What you are asked to do: Word-for-word reproduction, images excluded: copy every entry below.

=======

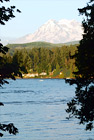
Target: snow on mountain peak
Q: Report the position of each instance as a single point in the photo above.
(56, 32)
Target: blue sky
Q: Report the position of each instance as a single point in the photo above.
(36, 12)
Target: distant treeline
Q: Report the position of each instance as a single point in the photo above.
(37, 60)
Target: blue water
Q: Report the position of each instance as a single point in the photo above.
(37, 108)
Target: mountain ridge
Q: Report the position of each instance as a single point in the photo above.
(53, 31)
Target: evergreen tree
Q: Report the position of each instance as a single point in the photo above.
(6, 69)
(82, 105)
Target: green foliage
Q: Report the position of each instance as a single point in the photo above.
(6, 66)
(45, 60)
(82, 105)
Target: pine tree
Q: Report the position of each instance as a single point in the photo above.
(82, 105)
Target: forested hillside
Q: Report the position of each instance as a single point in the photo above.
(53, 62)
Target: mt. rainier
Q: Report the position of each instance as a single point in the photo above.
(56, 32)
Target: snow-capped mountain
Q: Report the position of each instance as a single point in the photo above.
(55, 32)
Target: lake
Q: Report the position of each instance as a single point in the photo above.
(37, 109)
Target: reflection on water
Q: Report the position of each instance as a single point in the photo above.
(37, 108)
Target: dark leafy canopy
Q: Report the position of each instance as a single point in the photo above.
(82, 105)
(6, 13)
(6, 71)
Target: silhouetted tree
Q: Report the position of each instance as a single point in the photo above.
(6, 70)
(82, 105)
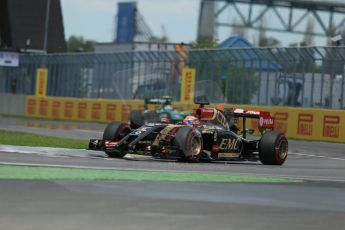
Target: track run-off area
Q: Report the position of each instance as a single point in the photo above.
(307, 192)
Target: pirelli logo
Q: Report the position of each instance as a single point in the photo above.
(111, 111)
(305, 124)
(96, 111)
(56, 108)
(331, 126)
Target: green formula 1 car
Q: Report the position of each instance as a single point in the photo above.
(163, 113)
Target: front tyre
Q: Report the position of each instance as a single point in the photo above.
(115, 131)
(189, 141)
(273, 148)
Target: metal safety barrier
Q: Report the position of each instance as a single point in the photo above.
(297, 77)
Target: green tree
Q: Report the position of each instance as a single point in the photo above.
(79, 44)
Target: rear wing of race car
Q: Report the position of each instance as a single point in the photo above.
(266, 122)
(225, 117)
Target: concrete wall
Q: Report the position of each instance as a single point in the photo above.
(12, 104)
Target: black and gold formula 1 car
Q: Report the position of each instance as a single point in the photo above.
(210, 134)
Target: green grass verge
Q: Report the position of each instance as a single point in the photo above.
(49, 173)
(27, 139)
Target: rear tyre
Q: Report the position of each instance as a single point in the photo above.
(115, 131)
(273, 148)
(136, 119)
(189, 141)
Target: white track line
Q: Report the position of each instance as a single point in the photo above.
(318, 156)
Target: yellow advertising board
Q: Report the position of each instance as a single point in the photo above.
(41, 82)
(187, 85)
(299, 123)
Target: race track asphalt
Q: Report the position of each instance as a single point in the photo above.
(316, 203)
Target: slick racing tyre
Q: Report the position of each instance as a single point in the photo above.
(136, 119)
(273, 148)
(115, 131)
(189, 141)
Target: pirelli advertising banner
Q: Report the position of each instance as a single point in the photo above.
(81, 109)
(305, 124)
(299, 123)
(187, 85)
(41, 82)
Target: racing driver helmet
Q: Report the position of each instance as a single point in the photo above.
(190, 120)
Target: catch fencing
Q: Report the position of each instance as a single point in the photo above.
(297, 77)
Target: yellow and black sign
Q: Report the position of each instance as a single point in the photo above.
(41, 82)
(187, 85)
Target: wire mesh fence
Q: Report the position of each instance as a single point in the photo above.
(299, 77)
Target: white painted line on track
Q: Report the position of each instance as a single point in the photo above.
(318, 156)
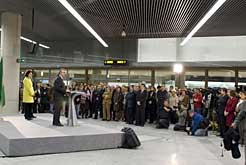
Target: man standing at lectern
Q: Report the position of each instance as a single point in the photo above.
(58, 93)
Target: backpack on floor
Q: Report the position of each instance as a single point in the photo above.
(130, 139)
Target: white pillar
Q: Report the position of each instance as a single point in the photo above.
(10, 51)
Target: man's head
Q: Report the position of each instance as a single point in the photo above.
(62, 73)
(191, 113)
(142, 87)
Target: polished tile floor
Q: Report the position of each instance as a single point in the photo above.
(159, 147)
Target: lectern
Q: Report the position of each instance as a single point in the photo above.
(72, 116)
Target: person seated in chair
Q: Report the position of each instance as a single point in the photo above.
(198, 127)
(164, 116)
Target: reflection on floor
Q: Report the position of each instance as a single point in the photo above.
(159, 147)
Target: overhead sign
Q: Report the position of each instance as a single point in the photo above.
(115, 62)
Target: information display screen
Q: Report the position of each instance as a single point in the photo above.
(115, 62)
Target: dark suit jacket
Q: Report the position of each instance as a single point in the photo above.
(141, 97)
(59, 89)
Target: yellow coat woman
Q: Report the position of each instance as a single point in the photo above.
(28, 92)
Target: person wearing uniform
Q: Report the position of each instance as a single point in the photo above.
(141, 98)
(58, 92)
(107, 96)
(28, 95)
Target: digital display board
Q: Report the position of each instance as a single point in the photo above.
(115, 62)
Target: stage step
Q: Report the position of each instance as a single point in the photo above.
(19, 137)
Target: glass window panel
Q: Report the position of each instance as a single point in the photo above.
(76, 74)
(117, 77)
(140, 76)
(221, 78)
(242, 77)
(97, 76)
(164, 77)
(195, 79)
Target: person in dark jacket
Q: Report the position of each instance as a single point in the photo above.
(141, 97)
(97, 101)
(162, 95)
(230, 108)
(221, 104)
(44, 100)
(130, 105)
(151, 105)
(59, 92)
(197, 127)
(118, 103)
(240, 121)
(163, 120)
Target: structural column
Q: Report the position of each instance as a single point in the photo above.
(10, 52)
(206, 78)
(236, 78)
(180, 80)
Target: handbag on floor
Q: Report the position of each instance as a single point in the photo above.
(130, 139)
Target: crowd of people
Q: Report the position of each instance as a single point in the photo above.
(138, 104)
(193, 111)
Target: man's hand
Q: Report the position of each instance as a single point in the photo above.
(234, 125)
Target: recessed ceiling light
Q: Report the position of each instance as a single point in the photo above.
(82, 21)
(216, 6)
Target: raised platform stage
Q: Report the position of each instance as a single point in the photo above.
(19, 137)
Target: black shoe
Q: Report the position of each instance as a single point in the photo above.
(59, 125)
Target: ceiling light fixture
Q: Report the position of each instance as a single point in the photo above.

=======

Solution to the problem:
Target: snow on mountain peak
Q: Report the position of each instance as a single point in the photo above.
(56, 32)
Target: blue sky
Q: Report the position of each instance as a single point in the photo above.
(36, 12)
Target: distant treeline
Q: Report the position of each instance as a single point in the photo above.
(37, 60)
Target: blue water
Q: Report the position of each instance as a single point in the photo above.
(37, 108)
Target: mountain ridge
Q: Report the position of each instance as a single point in the photo above.
(53, 31)
Target: evergreen tree
Q: Report the position of each instance as a single point in the photo above.
(6, 69)
(82, 105)
Target: green foliage
Q: Report the position of each instance as a single point in the photo above.
(6, 66)
(45, 60)
(82, 105)
Target: pine tree
Q: Report the position of each instance as a single point in the photo above.
(82, 105)
Target: forested hillside
Q: Report the position of each instance as a single point in the photo above.
(53, 62)
Target: mt. rainier
Q: Report the position of each instance as a single point in the photo above.
(56, 32)
Target: snow-capped mountain
Q: Report the position of each instance as a single point in the photo above.
(55, 32)
Target: lake
Q: Report the position of each instance as a single point in the photo above.
(37, 109)
Target: reflection on water
Q: Report the position of each instance as a single point in the photo above.
(37, 108)
Target: dark leafy canopy
Q: Report the position of each instance as a single point in the photo above.
(82, 105)
(6, 13)
(6, 71)
Target: silhouetted tree
Q: Report the position of each instance as a single point in the photo above.
(6, 70)
(82, 105)
Target: track run-off area
Q: Report the position of each instance as a single point in the photo above.
(307, 192)
Target: pirelli logo
Q: Report the position of each instance as a single point in the photo above.
(111, 111)
(305, 124)
(96, 111)
(56, 108)
(331, 126)
Target: green formula 1 car
Q: Report the position of each instance as a single point in the photo above.
(163, 113)
Target: front tyre
Q: Report the position of each instance as a single point in the photo above.
(115, 131)
(189, 141)
(273, 148)
Target: metal safety barrier
Q: Report the position of each instance as a single point in the photo above.
(297, 77)
Target: green tree
Q: Report the position of each instance as a single point in the photo above.
(79, 44)
Target: rear wing of race car
Q: Report the position of each instance as a single point in the photo above.
(266, 122)
(225, 117)
Target: concrete wall
Q: Report the position of each instance as a single point in the photo above.
(12, 104)
Target: black and gold formula 1 car
Q: Report the position of each instance as a single point in the photo above.
(210, 134)
Target: green grass verge
Q: Report the position of each instance as a single point in the photo above.
(49, 173)
(27, 139)
Target: rear tyre
Q: Report the position of each instance as a single point in the photo above.
(115, 131)
(273, 148)
(136, 119)
(189, 141)
Target: white track line
Q: Report the position of each instance as a single point in the photo above.
(318, 156)
Target: yellow advertising board
Q: Report the position of each instance as a single point in the photo above.
(41, 82)
(187, 85)
(299, 123)
Target: race track asphalt
Q: Report the position of each instance as a single point in the photo above.
(316, 203)
Target: slick racing tyre
Q: Report the position of each instance as a single point in the photo above.
(136, 119)
(273, 148)
(115, 131)
(189, 141)
Target: pirelli advertising banner
Q: Report the position of each instance as a single point in the photo above.
(81, 109)
(305, 124)
(299, 123)
(187, 85)
(41, 82)
Target: racing driver helmet
Q: Report the position of each instance as a single point in the photo above.
(190, 120)
Target: catch fencing
Q: Report the position of each instance as a single point in the photo above.
(297, 77)
Target: yellow and black sign
Q: Report the position of each instance as a single point in the photo above.
(41, 82)
(187, 85)
Target: wire mesh fence
Q: Report the position of each instance as a single point in the photo above.
(299, 77)
Target: white painted line on track
Q: Report the position of each instance as a single point in the photo above.
(318, 156)
Target: man standing at lectern
Q: Report the position of each instance as a single point in the photo above.
(58, 93)
Target: backpack on floor
Q: Report the position of each instance as a single point in the photo above.
(130, 139)
Target: white pillar
Q: Report the position of each instance as a single point in the photo above.
(10, 51)
Target: man's head
Q: Report the position of each instance as a single point in the photo above.
(62, 73)
(191, 113)
(142, 87)
Target: polished tile floor
Q: Report the position of each instance as a single point in the photo above.
(159, 147)
Target: lectern
Q: Report the position of each instance as a single point in the photo above.
(72, 116)
Target: person seated in chair
Q: Report the position of each instance as a single point in the photo above.
(198, 127)
(164, 116)
Target: reflection on floor
Q: Report the position of each instance as a single point in the photo above.
(159, 147)
Target: overhead sign
Q: Report the position of each instance as a single point in the photo above.
(115, 62)
Target: information display screen
Q: Report the position of each instance as a single point in the photo above.
(115, 62)
Target: dark suit jacket
Q: Report the position of each instance as a single point in the photo above.
(141, 97)
(59, 89)
Target: yellow coat woman
Q: Report the position of each instance as a single point in the photo above.
(28, 92)
Target: person wearing uniform
Q: Report the position of each instance as a single point in the photo above.
(141, 98)
(58, 92)
(107, 96)
(28, 95)
Target: digital display board
Q: Report the position of each instance as a single point in the photo above.
(115, 62)
Target: stage step
Q: Report the position of each instance as a single point in the photo above.
(19, 137)
Target: glass window panel
Q: Report the position of each instance as a single point in the photo above.
(76, 74)
(117, 77)
(140, 76)
(221, 78)
(242, 77)
(97, 76)
(164, 77)
(195, 79)
Target: person in dark jacket
Q: Report the position of each instance as a single point in the photo above.
(141, 97)
(97, 101)
(162, 95)
(230, 108)
(221, 104)
(44, 100)
(130, 105)
(151, 105)
(59, 92)
(197, 127)
(118, 103)
(240, 121)
(163, 120)
Target: structural column
Q: Report the position of each instance as a single point in the photo above.
(10, 52)
(206, 78)
(236, 78)
(180, 80)
Target: handbag on floor
Q: Report the position of each instance as a single point in the photo above.
(130, 139)
Target: crowd of people
Q: Report the position of each instance as a single point in the photo above.
(138, 104)
(193, 111)
Target: man's hand
Q: Report the position of each instance as a single point in the photo above.
(234, 125)
Target: recessed ceiling light
Q: Report the position of each instance as a single point in the photo above.
(82, 21)
(216, 6)
Target: raised platform stage
Q: Report the position of each instance as a single point in the photo above.
(19, 137)
Target: black shoe
Q: Report the position of each instance as a single point in the photo above.
(59, 125)
Target: ceiling light fixture
Q: Report the position of each instance as a single point in the photo above.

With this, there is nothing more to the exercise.